AUTOBIOGRAFIA PRECOZ
Evgueni Evtushenko
CAPITULO PRIMERO
1. La autobiografía de un poeta son sus poemas. El resto es sólo comentario.
El poeta tiene el deber de presentarse a sus lectores con sus sentimientos, sus pensamientos y sus actos en la palma de la mano.
Para tener el privilegio de expresar la verdad de los demás, debe pagar el precio: entregarse, sin compasión en su verdad.
Engañar le está prohibido. Si desdobla su personalidad el hombre real por una parte; el hombre que se expresa, por otra se volverá inevitablemente estéril
Cuando Rimbaud, convertido en negrero, se condujo en contradicción con sus ideales poéticos, dejó de escribir. Era la solución honesta.
Desgraciadamente, hay otros. Algunos se obstinan en escribir, aun cuando su vida no coincida ya con su poesía. Esta se venga desertándolos. Mujer rencorosa, no perdona la mentira, ni aun la verdad a medias.
Algunos hombres se envanecen de no haber mentido jamás. Que se miren en el espejo y nos digan, no cuántas contra verdades han proferido, sino cuántas
veces eligieron, simplemente, la comodidad del silencio.
Sé que esos hombres tienen una coartada que debieron de inventar sus hermanos: el silencio es oro.
Les respondo: ese oro no puede ser puro. El silencio es oro falso.
Eso vale para todos los mortales, pero es aún cien veces más verdadero para los poetas, que tienen que encarnar una verdad concentrada. Cuando uno
comienza a callar la suya, termina inevitablemente por guardar silencio sobre las verdades, los sufrimientos y las desgracias de los otros.
Durante mucho tiempo, numerosos poetas soviéticos se rehusaron a develar sus propios pensamientos, sus contradicciones y la complejidad de sus
problemas personales. Entonces, naturalmente, llegaron a no poder decir nada de quienes los rodeaban.

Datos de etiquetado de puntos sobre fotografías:
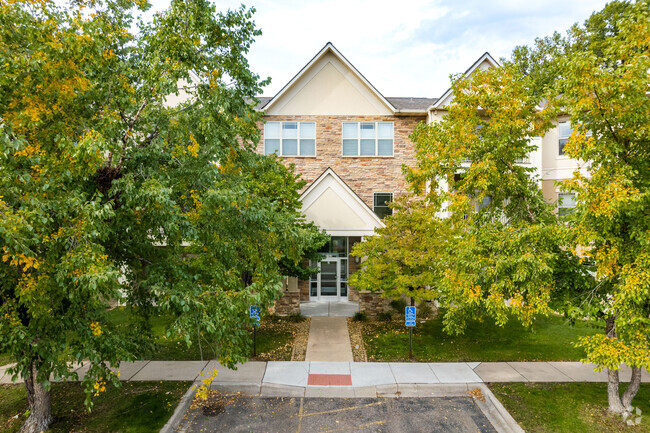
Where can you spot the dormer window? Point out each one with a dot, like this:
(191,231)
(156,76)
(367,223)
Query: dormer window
(290,138)
(368,139)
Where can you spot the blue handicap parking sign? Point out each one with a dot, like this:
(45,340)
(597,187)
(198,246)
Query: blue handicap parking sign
(410,316)
(255,313)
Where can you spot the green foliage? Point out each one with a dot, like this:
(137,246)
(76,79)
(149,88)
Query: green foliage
(138,407)
(398,305)
(359,316)
(604,89)
(127,172)
(566,407)
(425,311)
(385,316)
(483,234)
(548,339)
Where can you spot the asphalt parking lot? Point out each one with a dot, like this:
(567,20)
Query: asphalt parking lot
(237,413)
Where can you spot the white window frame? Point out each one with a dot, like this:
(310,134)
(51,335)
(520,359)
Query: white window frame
(562,205)
(374,198)
(298,139)
(376,139)
(560,151)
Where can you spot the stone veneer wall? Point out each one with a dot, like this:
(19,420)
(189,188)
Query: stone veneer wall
(364,174)
(372,303)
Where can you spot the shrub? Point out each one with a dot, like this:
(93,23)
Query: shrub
(359,316)
(398,305)
(386,316)
(425,310)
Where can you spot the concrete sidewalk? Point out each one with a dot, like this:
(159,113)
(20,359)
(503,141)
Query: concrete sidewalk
(329,340)
(257,377)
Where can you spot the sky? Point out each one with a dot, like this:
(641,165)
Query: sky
(403,47)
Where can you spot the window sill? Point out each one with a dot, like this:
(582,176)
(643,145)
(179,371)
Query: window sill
(293,156)
(368,156)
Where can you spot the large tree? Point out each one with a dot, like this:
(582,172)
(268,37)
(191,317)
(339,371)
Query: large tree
(598,75)
(482,239)
(127,172)
(604,88)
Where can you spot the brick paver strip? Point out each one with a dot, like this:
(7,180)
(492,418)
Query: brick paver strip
(330,379)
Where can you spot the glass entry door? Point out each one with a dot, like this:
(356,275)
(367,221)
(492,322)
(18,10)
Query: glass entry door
(329,278)
(331,283)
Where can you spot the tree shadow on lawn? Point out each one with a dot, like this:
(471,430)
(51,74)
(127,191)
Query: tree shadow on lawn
(549,339)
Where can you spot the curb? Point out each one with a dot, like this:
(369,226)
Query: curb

● **Consigna 1**
Indica si cada afirmación coincide con el texto «Autobiografía precoz» y responde sí o no, citando literalmente las palabras del texto que lo deciden: (a) Rimbaud siguió escribiendo después de convertirse en negrero. (b) El silencio es oro falso. (c) La poesía perdona la verdad a medias.
● **Consigna 2**
Prosigue el texto «Autobiografía precoz» a partir de su última oración.

● **Respuesta del ejercicio 1**
(a) No: «dejó de escribir». (b) Sí: «El silencio es oro falso». (c) No: «no perdona la mentira, ni aun la verdad a medias».

● **Respuesta del ejercicio 2**
Hubo un tiempo, después de la Revolución, en que los poetas comunistas fundaron la asociación de la “cultura proletaria”, y, creyendo ingenuamente servir así a su ideal, al hablar decidieron servirse únicamente del “nosotros”. Utilizaron desesperadamente su talento para sofocar su propio método.
Los sucesores escribieron ya en primera persona de singular. Pero siguieron soportando el peso de ese gigantesco accesorio llamado “nosotros”. Si uno
de ellos decía: “amo”, se escuchaba “amarnos”, de tal modo estaban prisioneros de sus artificios.
En esta época nuestros críticos literarios se ingeniaron para inventar la teoría del “héroe lírico”. El poeta, dijeron, debe cantar las virtudes superiores.
Debe aparecer, en sus obras, no como es, sino como un prototipo del hombre-perfecto.
Los adeptos de esta teoría escribieron frecuentemente lo que creían eran poemas autobiográficos. Allí se encontraban, en efecto, el nombre de su ciudad natal, la lista de los países que visitaron y otros detalles personales.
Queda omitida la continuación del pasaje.